*** Extracted material ***
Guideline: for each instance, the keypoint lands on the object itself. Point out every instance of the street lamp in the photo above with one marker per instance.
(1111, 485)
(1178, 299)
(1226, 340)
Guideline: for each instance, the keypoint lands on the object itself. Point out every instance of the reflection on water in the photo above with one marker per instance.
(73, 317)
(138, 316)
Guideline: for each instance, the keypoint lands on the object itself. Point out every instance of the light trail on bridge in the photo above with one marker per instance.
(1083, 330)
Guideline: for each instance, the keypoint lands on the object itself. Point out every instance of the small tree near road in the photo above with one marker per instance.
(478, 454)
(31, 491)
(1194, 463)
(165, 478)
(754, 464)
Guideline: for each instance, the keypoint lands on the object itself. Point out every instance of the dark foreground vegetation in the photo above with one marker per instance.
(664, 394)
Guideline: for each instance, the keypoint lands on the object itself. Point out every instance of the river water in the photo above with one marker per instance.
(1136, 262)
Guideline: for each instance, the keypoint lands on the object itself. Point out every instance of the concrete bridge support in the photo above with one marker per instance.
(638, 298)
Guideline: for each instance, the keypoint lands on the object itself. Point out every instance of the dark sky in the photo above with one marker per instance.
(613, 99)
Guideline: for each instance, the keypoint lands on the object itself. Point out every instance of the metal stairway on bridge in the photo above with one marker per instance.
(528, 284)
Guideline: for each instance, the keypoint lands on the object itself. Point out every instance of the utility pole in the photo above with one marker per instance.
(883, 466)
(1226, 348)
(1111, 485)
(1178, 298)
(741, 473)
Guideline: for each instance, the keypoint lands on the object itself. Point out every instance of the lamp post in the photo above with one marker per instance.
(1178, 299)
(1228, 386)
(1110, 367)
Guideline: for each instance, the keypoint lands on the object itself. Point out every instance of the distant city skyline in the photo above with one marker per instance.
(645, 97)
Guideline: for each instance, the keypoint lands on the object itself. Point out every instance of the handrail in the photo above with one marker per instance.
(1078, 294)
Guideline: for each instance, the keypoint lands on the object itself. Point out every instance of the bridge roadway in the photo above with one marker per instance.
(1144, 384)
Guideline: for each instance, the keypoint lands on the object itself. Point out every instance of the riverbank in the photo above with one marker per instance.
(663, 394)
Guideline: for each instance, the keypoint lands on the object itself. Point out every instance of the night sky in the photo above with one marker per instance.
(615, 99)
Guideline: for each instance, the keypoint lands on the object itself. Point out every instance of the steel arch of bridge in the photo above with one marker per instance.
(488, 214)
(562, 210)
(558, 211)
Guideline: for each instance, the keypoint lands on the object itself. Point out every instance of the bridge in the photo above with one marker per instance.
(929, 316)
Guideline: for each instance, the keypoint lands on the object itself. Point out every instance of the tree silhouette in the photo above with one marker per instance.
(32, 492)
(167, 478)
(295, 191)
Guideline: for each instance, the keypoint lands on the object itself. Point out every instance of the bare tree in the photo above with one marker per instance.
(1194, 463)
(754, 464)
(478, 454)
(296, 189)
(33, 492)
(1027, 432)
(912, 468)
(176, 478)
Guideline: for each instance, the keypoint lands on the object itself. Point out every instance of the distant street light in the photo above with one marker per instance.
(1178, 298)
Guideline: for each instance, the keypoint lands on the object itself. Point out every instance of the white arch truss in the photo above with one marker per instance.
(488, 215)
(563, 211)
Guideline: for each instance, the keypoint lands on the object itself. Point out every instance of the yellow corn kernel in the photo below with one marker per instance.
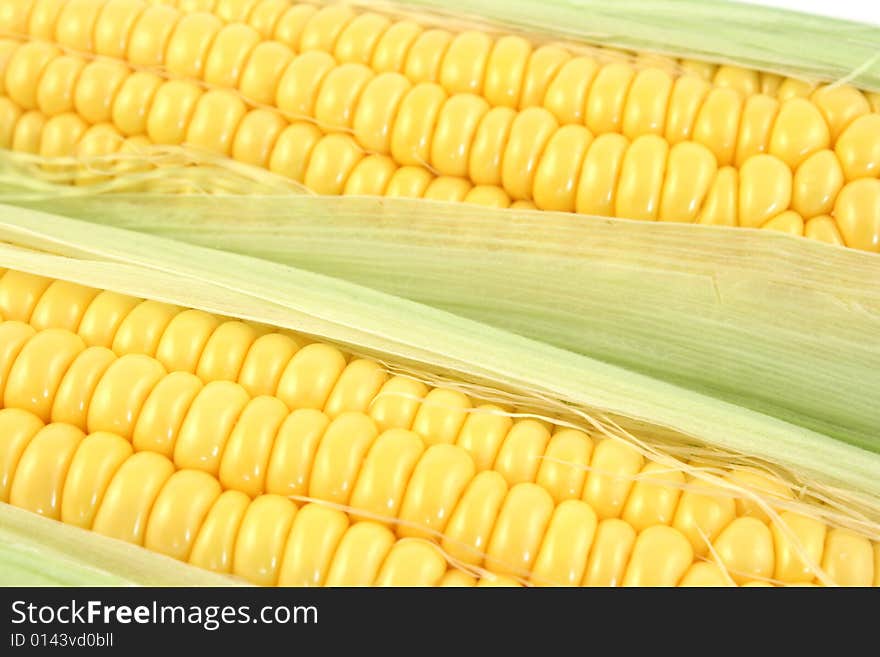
(660, 557)
(857, 214)
(527, 504)
(563, 468)
(746, 549)
(787, 222)
(765, 486)
(610, 478)
(800, 544)
(849, 559)
(765, 184)
(314, 535)
(799, 131)
(169, 530)
(654, 496)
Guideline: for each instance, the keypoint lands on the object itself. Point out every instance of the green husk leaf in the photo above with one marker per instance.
(815, 48)
(35, 551)
(406, 332)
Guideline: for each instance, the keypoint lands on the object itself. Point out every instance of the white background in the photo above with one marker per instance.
(865, 11)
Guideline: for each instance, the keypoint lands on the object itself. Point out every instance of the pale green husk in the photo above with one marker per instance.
(39, 552)
(809, 47)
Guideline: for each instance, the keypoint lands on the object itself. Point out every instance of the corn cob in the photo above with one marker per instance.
(611, 139)
(520, 499)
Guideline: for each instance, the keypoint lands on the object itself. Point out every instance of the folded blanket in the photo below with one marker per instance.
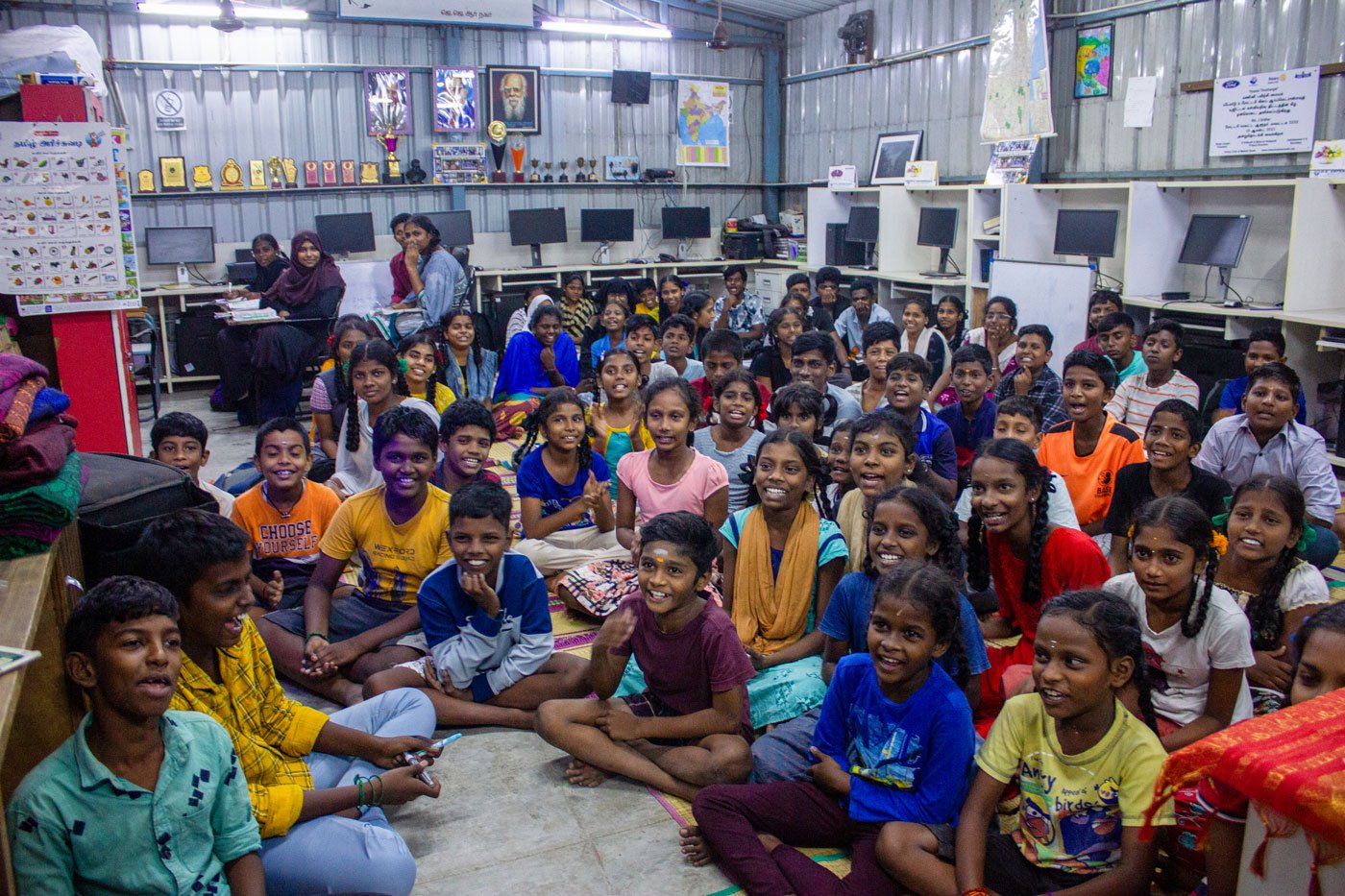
(37, 455)
(49, 403)
(16, 419)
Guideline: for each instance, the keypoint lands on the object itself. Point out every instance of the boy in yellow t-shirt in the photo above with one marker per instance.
(399, 533)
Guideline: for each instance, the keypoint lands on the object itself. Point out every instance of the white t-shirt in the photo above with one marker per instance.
(1179, 666)
(1060, 510)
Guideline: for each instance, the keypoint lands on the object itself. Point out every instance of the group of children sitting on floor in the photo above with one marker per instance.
(861, 623)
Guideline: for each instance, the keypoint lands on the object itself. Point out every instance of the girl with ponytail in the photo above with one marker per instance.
(1013, 545)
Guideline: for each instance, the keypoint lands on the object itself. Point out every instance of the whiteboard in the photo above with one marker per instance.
(1046, 294)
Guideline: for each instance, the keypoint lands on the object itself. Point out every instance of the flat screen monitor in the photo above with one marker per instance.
(1086, 231)
(454, 228)
(686, 222)
(938, 228)
(1214, 240)
(607, 225)
(864, 224)
(346, 233)
(181, 245)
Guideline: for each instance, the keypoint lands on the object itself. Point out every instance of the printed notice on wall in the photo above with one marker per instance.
(1263, 113)
(58, 208)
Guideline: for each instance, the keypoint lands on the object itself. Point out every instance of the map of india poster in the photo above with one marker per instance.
(703, 114)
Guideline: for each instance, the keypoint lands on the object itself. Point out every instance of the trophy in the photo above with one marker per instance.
(497, 133)
(392, 164)
(515, 151)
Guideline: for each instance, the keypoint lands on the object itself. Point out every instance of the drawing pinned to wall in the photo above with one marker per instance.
(1092, 61)
(387, 101)
(454, 100)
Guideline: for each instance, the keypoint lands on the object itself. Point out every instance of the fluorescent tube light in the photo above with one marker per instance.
(211, 11)
(646, 30)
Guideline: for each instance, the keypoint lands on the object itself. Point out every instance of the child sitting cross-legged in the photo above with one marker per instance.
(316, 782)
(693, 724)
(141, 798)
(893, 744)
(487, 624)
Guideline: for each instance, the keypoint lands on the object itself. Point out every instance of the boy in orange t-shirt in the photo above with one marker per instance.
(1091, 447)
(284, 516)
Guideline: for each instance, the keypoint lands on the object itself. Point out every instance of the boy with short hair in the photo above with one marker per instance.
(1137, 396)
(1035, 378)
(141, 798)
(1091, 447)
(488, 626)
(284, 516)
(1263, 348)
(972, 419)
(722, 351)
(178, 439)
(399, 530)
(910, 376)
(1017, 417)
(316, 782)
(676, 334)
(466, 435)
(1116, 336)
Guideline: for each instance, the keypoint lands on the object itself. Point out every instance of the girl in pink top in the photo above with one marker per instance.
(670, 476)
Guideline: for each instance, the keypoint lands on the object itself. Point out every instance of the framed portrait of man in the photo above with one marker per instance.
(514, 97)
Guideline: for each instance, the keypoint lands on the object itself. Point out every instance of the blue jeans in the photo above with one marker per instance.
(335, 855)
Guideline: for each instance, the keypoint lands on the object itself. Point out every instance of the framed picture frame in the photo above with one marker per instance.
(1092, 61)
(387, 101)
(892, 154)
(456, 108)
(514, 93)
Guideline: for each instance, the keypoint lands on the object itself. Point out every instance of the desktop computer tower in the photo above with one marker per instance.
(840, 251)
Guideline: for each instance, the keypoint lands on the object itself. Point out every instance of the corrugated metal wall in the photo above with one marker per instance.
(318, 114)
(943, 94)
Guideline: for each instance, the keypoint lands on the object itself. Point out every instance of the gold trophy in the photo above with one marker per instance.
(392, 164)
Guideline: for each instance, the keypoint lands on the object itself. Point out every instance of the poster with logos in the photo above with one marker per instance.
(101, 301)
(1264, 113)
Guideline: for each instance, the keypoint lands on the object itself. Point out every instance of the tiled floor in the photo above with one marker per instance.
(506, 821)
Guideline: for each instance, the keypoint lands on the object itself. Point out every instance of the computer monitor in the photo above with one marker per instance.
(1087, 231)
(939, 229)
(864, 228)
(1216, 241)
(454, 228)
(342, 234)
(181, 247)
(534, 227)
(685, 224)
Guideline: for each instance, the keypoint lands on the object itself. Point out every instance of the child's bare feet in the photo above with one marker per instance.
(695, 846)
(584, 775)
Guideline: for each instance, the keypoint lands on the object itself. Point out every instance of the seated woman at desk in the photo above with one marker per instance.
(272, 356)
(271, 264)
(535, 362)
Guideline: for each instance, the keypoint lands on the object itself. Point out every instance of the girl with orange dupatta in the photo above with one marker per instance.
(780, 564)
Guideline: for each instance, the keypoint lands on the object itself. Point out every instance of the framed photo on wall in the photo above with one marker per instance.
(454, 101)
(387, 101)
(892, 154)
(515, 97)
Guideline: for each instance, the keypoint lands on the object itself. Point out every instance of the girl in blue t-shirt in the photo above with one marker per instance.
(894, 744)
(562, 489)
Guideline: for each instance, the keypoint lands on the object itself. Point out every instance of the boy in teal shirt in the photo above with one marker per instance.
(140, 799)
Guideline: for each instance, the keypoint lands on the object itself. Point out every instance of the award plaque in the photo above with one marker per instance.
(232, 177)
(172, 174)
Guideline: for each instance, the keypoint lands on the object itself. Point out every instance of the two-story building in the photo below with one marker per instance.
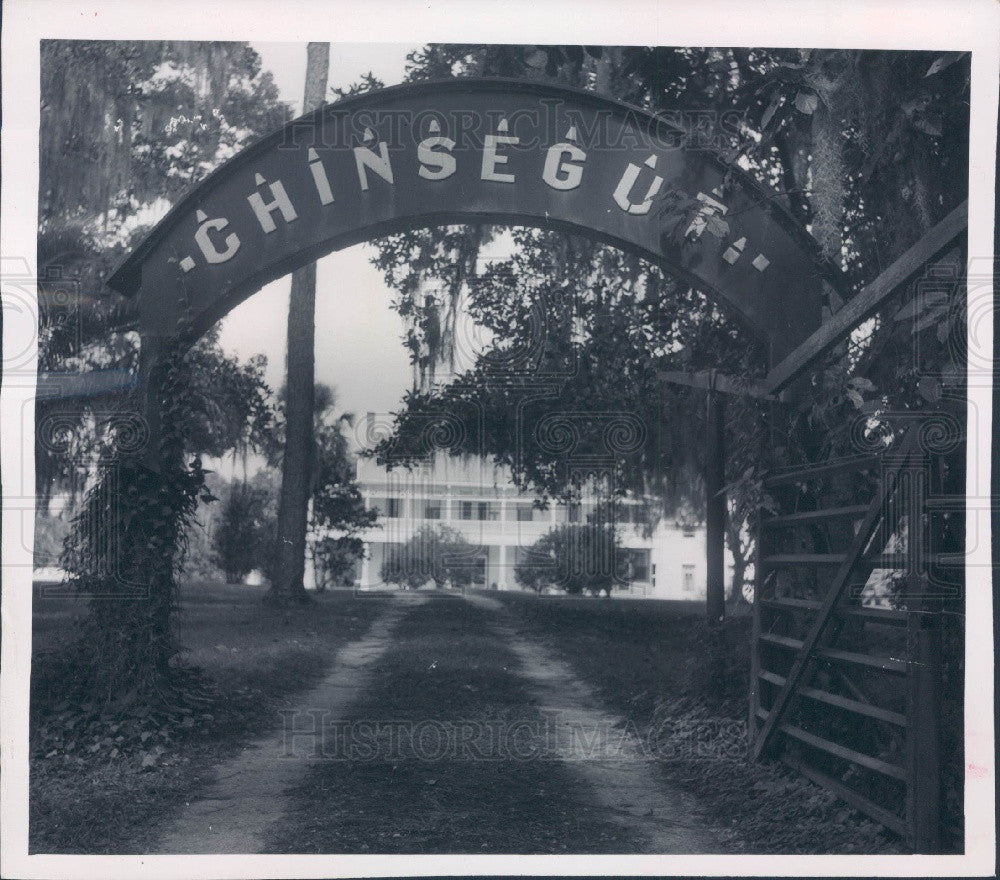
(480, 501)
***
> What you need to do:
Retype, word for word, the lines from the one with "of the computer" through the last line of the entries above, and only those lines. Leave pictures out.

> Solution to this problem:
Guideline: for each instance, the keypoint lands on the object itself. Point out every instance of the computer monitor in the photo above with one marker per instance.
(1087, 231)
(939, 229)
(864, 228)
(1216, 241)
(454, 228)
(342, 234)
(181, 247)
(534, 227)
(685, 224)
Guideline: for each instance, the keypoint lands on the object itself. Point out every instance of the child's bare feet in the photo above with one marker per instance.
(695, 846)
(584, 775)
Guideline: for each instance, the keypoint lands on the object itself. Point out every instance of the seated woman at desk in the photo above with one marker per instance.
(272, 356)
(271, 264)
(535, 362)
Guideline: for each instance, the keypoint lands on the object itself. Point out every instance of the girl with orange dupatta in the photo above with one marker per instance.
(780, 564)
Guideline: for each instance, the keypoint lands on the object itself. Point out every instance of the framed photo on wall in the photo above with one marker per instance.
(454, 101)
(387, 101)
(892, 154)
(515, 97)
Guideline: for each instance, the keypoint lands on the object itself. Point out every instance of the girl in blue t-shirt in the photo above with one marker per instance.
(894, 744)
(562, 489)
Guideline: for each instance, the keypoint lands on the object itself. Point out every instance of the boy in teal shirt in the photo above with one marker per instance.
(140, 799)
Guideline: for each instance, the keypoint lands on the object itself. Point out every instance of the award plaque in the photo above with one marker per instance.
(232, 177)
(172, 174)
Guideline: for each instance, the keypoint lands on the object itself. Point out every instance of the two-story building in the photo below with one marker per instance.
(480, 501)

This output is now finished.